* [Written problem] Recast all of the material below as a JSON list of strings, with one string per line and no blank lines. Omit the pictures.

[Data records]
________
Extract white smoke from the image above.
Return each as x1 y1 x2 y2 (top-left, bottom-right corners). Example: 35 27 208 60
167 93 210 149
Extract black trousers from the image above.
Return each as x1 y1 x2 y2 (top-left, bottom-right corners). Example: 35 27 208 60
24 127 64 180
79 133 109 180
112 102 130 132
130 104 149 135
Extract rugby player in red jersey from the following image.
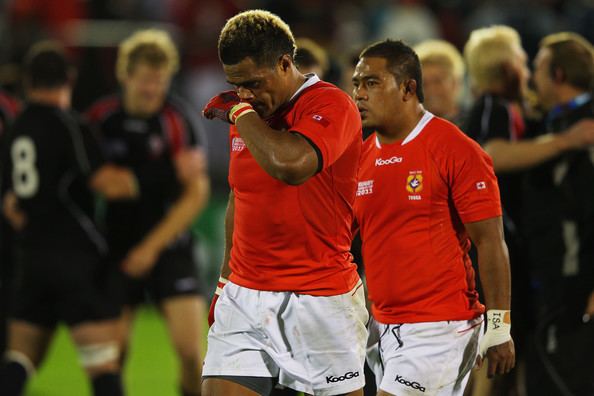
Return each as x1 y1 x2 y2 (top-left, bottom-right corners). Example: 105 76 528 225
202 10 368 396
353 40 514 395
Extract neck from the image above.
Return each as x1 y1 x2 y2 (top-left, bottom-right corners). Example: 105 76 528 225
285 66 306 102
377 102 425 144
27 87 71 110
555 85 587 106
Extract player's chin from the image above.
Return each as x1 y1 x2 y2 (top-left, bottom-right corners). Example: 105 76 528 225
361 114 376 128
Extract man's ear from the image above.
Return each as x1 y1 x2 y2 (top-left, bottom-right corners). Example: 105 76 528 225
552 67 565 84
278 54 293 73
403 79 417 101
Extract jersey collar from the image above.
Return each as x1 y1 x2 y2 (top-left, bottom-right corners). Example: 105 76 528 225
375 110 435 148
289 73 320 102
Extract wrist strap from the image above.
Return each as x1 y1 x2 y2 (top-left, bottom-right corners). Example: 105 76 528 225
479 309 511 356
215 276 229 296
229 102 256 124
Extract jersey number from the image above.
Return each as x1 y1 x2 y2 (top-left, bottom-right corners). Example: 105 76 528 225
10 137 39 198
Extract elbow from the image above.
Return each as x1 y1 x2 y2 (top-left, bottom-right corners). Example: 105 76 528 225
272 163 313 186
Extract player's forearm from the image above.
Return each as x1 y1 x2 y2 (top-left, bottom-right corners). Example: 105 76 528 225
________
* [Final result]
[
  "Extract white smoke from the image above.",
  "Return each as x1 y1 x2 y2 (top-left, bottom-right corners). Example: 35 27 208 60",
  "167 93 210 149",
  "Extract black trousers from the image above.",
  "Return each as x1 y1 x2 y2 (top-left, bottom-right corners). Example: 35 27 208 60",
  "24 127 64 180",
  "79 133 109 180",
  "112 102 130 132",
  "130 104 149 135",
  "Extract rugby player in red jersey from the following image.",
  "Return each as x1 y1 x2 y2 (top-left, bottom-right corners). Example: 105 76 528 225",
  "202 10 368 396",
  "353 40 514 395",
  "Extract neck from the image above.",
  "Return each as x1 y1 x2 y2 (top-left, bottom-right corners). Example: 105 76 528 225",
  "285 66 306 102",
  "377 102 425 144",
  "27 87 71 110",
  "555 85 587 106",
  "Extract player's chin from the image above.",
  "Return each as x1 y1 x2 y2 (top-left, bottom-right corners). Example: 105 76 528 225",
  "361 114 376 128",
  "Extract man's ear from the image above.",
  "Return each as x1 y1 x2 y2 (top-left, bottom-right corners). Example: 105 76 528 225",
  "552 67 565 84",
  "278 54 293 73",
  "403 79 417 101",
  "Extract jersey collar from the image above.",
  "Return each as x1 y1 x2 y2 (top-left, bottom-right corners). Example: 105 76 528 225",
  "375 110 435 148",
  "289 73 320 102",
  "Extract wrist strap from the image above.",
  "Return each as x1 y1 x2 y2 (top-left, bottom-right corners). Example: 105 76 528 225",
  "479 309 511 356",
  "215 276 229 296",
  "229 102 256 124",
  "Extract jersey number from the image above.",
  "Return each as x1 y1 x2 y2 (top-left, bottom-right corners). Example: 105 76 528 225",
  "10 137 39 198",
  "Extract elbow from the image above.",
  "Return each as x1 y1 x2 y2 (top-left, bottom-right corners). Example: 105 76 528 225",
  "272 163 313 186",
  "Extract player's forearm from the image above.",
  "Return each as x1 y1 x2 y2 (top-left, bottom-right corners). Example: 105 76 528 225"
]